Gösterilen metin:
Dün sadece kadınların, kadın örgütlerinin ve muhalefetin değil, iktidar ve medyasının gündeminde de üniversite öğrencisi Pınar Gültekin’i canavarca öldüren Cemal Metin Avcı’ya “haksız tahrik” indirimiyle 23 yıl hapis cezası verilmesinin yol açtığı infial vardı.
Aile ve Sosyal Hizmetler Bakanı Derya Yanık, “Sonuna kadar süreci takip edeceğiz ve üst mahkemelere taşıyacağız… Haksız tahrik indirimi bu davada son derece yanlış bir değerlendirmedir. Faili cesaretlendiren bir değerlendirmedir ve kamuoyunun, adaletin tecellisi düşüncesini sarsan bir sonuçtur.” dedi.
AKP Sözcüsü Ömer Çelik, şu açıklamayı yaptı:
“Mahkemelerin eksik ya da yanlış bulduğumuz kararlarının yeniden değerlendirilmesi için yargının kendi mekanizmaları ve süreçleri vardır… Hukuki süreç devam etmektedir. Yargı mekanizması çalışmaktadır. Yeniden değerlendirme süreçleri hukuk içinde bellidir. Hukuki süreçleri hassasiyetle takip edeceğiz.”
Karardan rahatsız olanların başında Adalet Bakanı Bekir Bozdağ’ın geldiğini, “ancak verilen kararın kesin olmadığını, istinaf ve temyiz aşamalarının beklenmesi gerektiğini ifade ettiğini” bugün Hürriyet’ten Abdülkadir Selvi duyurdu.
Abdülkadir Selvi dünkü yazısında da, “Pınar Gültekin, vahşi bir şekilde katledilirken neyin haksız tahrikinde bulunmuş?.. Sormak istiyorum. Pınar Gültekin canlı canlı yakılırken acaba hangi hareketiyle ya da sözüyle haksız tahrikte bulundu? O nedenle isyanım büyük.” ifadeleriyle kendi duygu ve düşüncelerini paylaştı.

Yapılacak işler:
a: Pınar Gültekin davasına yönelik tepkileri aktaran metindeki "Haksız tahrik indirimi bu davada son derece yanlış bir değerlendirmedir." cümlesini İngilizceye çevirin.
b: Pınar Gültekin davasına yönelik tepkileri aktaran metni son cümlesinden sonra devam ettirin.

Saklanan öğeler:

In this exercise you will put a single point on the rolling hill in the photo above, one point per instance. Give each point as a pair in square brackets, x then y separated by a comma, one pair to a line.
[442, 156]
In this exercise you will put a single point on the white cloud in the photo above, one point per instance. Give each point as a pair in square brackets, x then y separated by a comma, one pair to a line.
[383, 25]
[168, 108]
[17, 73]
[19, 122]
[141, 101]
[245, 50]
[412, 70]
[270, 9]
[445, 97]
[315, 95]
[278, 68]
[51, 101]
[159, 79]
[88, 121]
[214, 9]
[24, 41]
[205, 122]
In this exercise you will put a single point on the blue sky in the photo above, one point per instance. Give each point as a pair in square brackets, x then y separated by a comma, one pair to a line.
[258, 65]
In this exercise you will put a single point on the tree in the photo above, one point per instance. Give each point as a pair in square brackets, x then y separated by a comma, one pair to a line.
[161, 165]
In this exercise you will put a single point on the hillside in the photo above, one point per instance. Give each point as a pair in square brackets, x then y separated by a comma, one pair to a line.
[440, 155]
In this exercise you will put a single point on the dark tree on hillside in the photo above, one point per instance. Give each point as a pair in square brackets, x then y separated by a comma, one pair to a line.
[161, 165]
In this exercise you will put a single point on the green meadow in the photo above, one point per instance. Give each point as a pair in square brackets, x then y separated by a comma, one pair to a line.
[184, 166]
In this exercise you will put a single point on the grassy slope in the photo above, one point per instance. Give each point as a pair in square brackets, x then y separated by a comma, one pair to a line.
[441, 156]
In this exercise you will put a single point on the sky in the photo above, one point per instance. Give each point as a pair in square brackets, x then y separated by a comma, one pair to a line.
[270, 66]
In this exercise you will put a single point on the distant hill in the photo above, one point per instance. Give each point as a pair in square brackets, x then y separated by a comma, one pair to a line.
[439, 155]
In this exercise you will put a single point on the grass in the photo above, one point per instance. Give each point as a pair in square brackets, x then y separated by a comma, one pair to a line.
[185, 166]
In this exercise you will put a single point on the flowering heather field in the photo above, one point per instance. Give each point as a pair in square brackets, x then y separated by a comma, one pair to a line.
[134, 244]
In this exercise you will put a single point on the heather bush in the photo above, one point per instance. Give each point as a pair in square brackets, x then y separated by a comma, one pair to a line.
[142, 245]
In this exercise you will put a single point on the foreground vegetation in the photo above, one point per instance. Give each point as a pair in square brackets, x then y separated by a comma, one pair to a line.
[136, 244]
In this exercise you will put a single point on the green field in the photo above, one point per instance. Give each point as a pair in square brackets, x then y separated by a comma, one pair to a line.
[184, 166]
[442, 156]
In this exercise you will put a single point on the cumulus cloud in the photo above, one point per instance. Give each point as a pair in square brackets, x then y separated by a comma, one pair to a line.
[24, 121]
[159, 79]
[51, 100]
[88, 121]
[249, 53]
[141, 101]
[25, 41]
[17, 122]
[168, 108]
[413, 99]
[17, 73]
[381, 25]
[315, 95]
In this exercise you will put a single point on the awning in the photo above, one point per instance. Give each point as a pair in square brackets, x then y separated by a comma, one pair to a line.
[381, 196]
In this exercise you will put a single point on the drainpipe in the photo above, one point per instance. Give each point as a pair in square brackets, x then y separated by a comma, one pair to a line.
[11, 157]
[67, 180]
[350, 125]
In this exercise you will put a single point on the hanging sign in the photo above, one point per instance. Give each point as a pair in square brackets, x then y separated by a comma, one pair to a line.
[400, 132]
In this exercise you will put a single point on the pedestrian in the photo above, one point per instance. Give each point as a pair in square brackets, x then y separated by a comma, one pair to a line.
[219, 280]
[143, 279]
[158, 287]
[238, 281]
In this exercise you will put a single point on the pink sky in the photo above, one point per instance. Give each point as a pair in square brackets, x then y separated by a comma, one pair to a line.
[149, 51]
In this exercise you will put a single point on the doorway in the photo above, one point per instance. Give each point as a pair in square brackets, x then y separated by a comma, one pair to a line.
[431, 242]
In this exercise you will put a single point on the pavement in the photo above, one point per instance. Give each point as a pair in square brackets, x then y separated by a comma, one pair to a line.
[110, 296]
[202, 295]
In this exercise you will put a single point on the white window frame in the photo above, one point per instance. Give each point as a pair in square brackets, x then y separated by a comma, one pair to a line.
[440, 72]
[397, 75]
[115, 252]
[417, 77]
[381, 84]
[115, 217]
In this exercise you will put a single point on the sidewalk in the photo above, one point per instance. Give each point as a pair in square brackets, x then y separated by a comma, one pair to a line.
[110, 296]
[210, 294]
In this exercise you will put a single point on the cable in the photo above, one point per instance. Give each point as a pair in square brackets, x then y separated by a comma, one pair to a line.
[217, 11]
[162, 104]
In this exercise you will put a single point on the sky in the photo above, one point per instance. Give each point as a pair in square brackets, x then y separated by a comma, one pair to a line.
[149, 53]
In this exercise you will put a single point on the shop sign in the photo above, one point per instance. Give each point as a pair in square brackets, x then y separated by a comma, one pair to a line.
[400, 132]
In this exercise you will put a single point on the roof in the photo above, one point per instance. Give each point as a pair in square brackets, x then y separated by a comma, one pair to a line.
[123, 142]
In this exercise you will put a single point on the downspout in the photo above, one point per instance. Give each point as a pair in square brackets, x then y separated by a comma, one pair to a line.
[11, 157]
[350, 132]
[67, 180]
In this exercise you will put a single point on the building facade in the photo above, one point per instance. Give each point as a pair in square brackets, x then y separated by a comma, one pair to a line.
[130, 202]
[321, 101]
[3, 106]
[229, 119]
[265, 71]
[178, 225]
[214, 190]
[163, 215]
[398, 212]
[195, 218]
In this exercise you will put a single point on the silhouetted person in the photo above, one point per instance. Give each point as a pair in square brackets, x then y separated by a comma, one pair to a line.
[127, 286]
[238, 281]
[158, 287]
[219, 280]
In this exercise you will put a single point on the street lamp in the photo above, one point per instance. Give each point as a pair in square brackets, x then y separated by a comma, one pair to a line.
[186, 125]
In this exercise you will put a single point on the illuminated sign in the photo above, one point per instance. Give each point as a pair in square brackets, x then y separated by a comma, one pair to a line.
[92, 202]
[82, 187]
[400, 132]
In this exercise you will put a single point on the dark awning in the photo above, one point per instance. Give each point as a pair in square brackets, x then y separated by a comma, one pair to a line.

Yanıt listesi:
a: The unjust provocation reduction is an extremely wrong assessment in this case.

b:
Sonunda ise sadece Pınar Gültekin kararı değil, Gaziantep’te Duygu Delen’in 4’üncü kattan atılarak ölümüne sebebiyet veren kişinin beraat ettirilmesini de kabullenemediğini vurgulayarak şöyle isyan etti:
“Ne diyeyim? Adalete, adalet gerek. Bunlara bir de madalya taksaydınız bari…”
Ne Temyiz Ne İstinaf İmkanı Var
Yine dün, iktidar medyasının birinci sayfalarında Pınar Gültekin olayının yanı sıra bir haber daha vardı.
Suudi Arabistan Veliaht Prensi Muhammed bin Selman’ın “Başkan Erdoğan’ın konuğu olarak” 35 işadamıyla birlikte Ankara’ya geleceği müjdeleniyordu!..
Muhammed bin Selman kim, uzun uzadıya anlatmaya gerek yok. Bizzat Erdoğan’ın ve bu medyanın Gazeteci Cemal Kaşıkçı’nın “katili” ilân ettiği kişi.
Kaşıkçı da, aynen Pınar Gültekin gibi, üstelik Suudi Arabistan’ın İstanbul Başkonsolosluğu’nun içinde vahşice öldürülüp yok edilmişti.
Prens’in Ankara’yı ziyaret şartını da biliyorsunuz. Kaşıkçı cinayeti dosyasının kapatılmasını şart koştuğu öne sürüldü. İddia doğru olmalıydı ki; Adalet Bakanı Bekir Bozdağ, Türkiye’de görülen dava dosyasının Suudi Arabistan’a devrine onay verdi. Yetmedi, Prens gelmeden hemen önce “Suudi makamlarının orada yapılan yargılamalar sonucunda sanıklara verilen cezaların uygun bulunmasıyla” dosya tümden düşürüldü. Yetmedi, dosyanın devrine muhalefet şerhi koyan İstanbul 12. Ağır Ceza Mahkemesi Başkanı Nimet Demir Kahramanmaraş’a gönderildi.
Özetle Cemal Kaşıkçı’nın ölüm emrini veren kişi, bırakın “haksız tahrik indiriminden” yararlanmak; yargılanmadan -istinaf ve temyiz imkânı olmaksızın- beraat ettirildi…
Bir fail böylesine “cesaretlendirildi”…
Adaletin tecellisi düşünce ve umudu yerle yeksan edildi…
Bugün Pınar Gültekin kararına ilişkin tepki ve rahatsızlıklarını dillendiren iktidar mensupları ile medyasının gıkı bile çıkamadı!..
Adli Konularda Tecrübe Paylaşımı Yapacaklar
Dahası bu kişi ayağına turkuaz halı serilerek, törenle karşılandı.
“Seçkin kardeş” olduğu bildirildi.
Onunla “işbirliğinin güçlendirileceği ve sürdürüleceği” vurgulandı.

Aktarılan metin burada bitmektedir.